SUPPLIED MATERIAL:

* Begin *

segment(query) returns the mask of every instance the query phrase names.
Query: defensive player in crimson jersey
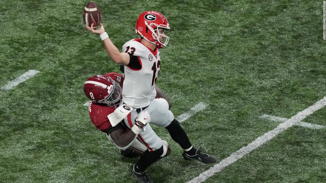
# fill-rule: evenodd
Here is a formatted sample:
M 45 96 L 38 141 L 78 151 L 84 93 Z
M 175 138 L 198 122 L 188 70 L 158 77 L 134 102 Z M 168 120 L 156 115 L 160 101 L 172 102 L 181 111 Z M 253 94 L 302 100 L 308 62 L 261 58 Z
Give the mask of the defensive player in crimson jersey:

* End *

WRITTEN PROBLEM: Format the material above as a JSON list of strings, one string per line, with blank lines omitted and the picture left out.

RESULT OF THIS TASK:
[
  "segment(query) returns the mask of every instance the query phrase names.",
  "Query: defensive player in crimson jersey",
  "# fill-rule: evenodd",
  "Here is a formatted sample:",
  "M 45 96 L 38 141 L 78 151 L 84 93 Z",
  "M 175 138 L 198 122 L 188 70 L 158 77 L 134 102 Z M 168 120 L 156 115 L 160 101 L 172 102 L 181 111 Z M 253 94 L 302 100 L 308 62 L 261 58 Z",
  "Give the mask of the defensive player in crimson jersey:"
]